PROBLEM REQUIREMENTS: Exactly reproduce the lines from the line containing "If you would be willing to tag the arm" to the end of the data below, inclusive, and nothing else.

BEGIN RECORDS PROVIDED

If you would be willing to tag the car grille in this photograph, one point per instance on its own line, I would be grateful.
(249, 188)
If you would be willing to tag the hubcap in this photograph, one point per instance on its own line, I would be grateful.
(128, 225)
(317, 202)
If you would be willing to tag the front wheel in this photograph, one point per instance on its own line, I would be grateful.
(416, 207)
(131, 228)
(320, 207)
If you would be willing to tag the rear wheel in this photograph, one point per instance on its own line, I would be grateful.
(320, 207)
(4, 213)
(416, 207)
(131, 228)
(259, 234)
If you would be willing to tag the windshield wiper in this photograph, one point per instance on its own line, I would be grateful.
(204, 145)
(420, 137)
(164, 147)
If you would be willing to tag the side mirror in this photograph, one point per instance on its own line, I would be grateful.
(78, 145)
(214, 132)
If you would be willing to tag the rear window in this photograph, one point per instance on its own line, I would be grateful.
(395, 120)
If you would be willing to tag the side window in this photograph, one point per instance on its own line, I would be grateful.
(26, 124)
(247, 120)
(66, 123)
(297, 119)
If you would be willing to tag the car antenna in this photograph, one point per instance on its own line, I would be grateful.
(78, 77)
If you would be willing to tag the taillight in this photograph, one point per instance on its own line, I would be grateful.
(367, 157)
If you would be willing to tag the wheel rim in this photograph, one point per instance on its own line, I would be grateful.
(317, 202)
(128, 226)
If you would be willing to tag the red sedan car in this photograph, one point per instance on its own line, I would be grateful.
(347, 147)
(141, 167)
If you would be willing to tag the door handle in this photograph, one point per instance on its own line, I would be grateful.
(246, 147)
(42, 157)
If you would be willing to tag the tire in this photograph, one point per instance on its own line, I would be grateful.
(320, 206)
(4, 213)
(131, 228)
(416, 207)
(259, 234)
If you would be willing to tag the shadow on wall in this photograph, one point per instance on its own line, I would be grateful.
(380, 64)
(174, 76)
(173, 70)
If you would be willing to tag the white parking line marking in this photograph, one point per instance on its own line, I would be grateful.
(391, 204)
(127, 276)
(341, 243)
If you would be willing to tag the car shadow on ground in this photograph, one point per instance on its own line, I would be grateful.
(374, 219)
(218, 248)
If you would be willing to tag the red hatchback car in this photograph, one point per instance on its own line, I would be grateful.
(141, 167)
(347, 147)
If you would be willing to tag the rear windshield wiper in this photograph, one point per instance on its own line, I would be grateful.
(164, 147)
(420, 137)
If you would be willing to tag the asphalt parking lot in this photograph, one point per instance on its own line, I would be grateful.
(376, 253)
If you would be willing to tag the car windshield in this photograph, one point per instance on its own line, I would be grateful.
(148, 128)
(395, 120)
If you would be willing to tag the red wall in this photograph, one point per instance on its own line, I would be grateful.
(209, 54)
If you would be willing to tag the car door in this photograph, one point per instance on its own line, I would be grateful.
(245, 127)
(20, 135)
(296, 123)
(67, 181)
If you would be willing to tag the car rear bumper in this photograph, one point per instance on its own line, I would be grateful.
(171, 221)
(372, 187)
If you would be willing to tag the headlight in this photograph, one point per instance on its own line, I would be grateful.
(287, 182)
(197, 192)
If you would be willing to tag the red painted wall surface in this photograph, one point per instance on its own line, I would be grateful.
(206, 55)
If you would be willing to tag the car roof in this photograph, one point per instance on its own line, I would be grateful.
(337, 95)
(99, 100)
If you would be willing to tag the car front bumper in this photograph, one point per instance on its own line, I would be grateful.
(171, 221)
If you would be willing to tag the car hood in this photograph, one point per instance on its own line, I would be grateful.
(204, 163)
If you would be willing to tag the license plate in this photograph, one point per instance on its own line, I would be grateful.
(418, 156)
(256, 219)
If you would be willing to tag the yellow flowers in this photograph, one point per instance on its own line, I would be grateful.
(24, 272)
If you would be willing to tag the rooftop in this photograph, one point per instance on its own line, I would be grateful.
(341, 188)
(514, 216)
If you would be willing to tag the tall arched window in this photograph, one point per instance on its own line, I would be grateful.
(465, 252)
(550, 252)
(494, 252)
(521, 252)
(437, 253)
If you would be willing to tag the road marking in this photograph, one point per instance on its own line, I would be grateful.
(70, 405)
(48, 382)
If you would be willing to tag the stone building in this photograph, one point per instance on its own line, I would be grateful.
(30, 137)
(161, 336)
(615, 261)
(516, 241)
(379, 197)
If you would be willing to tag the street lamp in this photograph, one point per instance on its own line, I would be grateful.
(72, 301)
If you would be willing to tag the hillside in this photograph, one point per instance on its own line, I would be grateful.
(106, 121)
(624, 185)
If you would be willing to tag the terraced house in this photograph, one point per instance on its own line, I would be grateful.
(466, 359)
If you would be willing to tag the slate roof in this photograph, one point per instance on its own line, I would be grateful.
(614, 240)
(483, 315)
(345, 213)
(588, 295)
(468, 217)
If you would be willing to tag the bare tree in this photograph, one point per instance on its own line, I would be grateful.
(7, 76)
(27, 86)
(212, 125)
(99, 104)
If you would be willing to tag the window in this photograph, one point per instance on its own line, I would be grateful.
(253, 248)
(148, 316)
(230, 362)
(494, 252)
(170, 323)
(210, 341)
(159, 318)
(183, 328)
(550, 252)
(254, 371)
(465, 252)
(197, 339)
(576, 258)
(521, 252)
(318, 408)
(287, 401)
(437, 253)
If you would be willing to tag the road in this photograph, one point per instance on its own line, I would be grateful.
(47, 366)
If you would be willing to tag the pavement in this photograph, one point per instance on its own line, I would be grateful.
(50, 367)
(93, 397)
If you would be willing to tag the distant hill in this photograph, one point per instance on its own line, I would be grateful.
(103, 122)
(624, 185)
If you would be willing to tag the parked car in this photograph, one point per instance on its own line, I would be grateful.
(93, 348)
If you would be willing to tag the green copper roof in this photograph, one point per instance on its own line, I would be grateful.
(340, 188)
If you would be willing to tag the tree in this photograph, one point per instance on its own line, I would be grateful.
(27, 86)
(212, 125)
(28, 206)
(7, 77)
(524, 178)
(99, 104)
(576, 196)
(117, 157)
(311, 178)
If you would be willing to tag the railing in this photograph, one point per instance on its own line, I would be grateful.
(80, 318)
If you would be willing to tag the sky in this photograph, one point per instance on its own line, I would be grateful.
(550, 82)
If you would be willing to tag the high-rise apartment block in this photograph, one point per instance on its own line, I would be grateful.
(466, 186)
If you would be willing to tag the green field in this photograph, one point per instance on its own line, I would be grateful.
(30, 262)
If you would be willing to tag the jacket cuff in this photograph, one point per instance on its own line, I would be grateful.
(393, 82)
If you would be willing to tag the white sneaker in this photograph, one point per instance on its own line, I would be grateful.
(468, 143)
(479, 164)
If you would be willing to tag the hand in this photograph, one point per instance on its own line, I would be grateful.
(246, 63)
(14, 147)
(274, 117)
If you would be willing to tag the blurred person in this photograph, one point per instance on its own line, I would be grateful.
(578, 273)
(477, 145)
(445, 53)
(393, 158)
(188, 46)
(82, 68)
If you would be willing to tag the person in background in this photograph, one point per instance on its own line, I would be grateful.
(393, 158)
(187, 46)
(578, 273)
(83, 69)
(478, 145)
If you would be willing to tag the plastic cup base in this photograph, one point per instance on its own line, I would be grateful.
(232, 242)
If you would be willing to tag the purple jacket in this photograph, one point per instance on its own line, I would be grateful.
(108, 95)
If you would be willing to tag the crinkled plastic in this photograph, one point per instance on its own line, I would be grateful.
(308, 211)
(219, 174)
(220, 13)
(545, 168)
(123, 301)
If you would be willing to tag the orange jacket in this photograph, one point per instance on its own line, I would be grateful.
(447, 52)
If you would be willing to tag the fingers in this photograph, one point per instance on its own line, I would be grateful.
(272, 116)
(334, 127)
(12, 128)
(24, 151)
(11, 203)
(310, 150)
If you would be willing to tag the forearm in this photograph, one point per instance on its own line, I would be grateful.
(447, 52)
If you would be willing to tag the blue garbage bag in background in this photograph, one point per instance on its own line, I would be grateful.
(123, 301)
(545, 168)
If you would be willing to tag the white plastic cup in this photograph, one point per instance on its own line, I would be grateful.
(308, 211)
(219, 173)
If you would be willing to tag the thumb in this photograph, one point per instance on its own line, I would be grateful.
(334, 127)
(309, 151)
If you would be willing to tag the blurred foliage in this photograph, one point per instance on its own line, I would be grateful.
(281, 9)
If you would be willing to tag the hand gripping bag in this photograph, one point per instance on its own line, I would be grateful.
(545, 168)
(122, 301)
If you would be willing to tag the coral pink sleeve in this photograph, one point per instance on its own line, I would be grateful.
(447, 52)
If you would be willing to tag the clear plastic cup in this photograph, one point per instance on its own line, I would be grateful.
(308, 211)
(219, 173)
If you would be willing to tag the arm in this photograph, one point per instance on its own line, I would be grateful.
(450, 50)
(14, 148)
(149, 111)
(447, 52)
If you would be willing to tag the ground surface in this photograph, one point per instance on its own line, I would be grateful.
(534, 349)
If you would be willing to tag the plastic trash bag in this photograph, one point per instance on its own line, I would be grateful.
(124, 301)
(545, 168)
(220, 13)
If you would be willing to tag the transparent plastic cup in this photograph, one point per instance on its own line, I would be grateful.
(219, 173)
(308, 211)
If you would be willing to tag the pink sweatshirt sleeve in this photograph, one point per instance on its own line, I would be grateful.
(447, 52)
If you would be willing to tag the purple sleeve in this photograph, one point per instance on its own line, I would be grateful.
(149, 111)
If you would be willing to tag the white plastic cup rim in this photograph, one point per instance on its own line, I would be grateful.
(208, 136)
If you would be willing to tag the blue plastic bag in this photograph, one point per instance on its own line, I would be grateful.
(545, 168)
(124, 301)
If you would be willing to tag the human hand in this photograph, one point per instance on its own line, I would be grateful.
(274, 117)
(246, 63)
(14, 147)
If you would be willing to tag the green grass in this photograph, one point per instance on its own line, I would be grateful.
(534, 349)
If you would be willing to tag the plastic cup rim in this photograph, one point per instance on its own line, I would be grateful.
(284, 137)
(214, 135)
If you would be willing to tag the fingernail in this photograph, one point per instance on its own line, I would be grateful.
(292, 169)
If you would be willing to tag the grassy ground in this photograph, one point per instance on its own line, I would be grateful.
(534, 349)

END RECORDS PROVIDED

RESPONSE:
If you would be willing to tag the arm in this photograph, one point per instance on its own line, I would be grateful.
(450, 50)
(14, 148)
(149, 111)
(447, 52)
If you would be willing to tag the ground surface in this photograph, one point per instance on its own line, I would be grateful.
(534, 349)
If you would be willing to tag the plastic trash bag in this photograph, one point per instance on its own line, I would be grateful.
(124, 301)
(545, 168)
(220, 13)
If you would be willing to tag the transparent plastic cup in this photograph, one point per instance on its own line, I would be grateful.
(219, 173)
(308, 211)
If you would be willing to tag the pink sweatshirt sleeve in this photograph, one point per instance on its own line, I would be grateful.
(447, 52)
If you would be willing to tag the purple sleeve in this photograph, one point per instance on its own line, I would be grateful.
(149, 111)
If you would be willing to tag the white plastic cup rim in this photograph, one point per instance on its own line, I would be grateful.
(208, 136)
If you would be willing to tag the blue plastic bag in this photograph, one point per instance on its own line, I would be grateful.
(545, 168)
(124, 301)
If you would be willing to tag the human hand in this photograph, one point per instance on its own line, I would be grateful.
(274, 117)
(246, 63)
(14, 147)
If you would be willing to tag the green grass in this photograph, one point per instance on its own line, I would be grateful.
(534, 349)
If you would be willing to tag the plastic cup rim in this photograph, one point per instance on its own line, I would be grateful.
(284, 137)
(214, 135)
If you would be willing to tag the fingernail in this photograph, one point per instance on its own line, I would be grateful.
(292, 169)
If you would be willing to tag the grassy ground in this photograph, one point per instance on its own line, I would be grateful.
(534, 349)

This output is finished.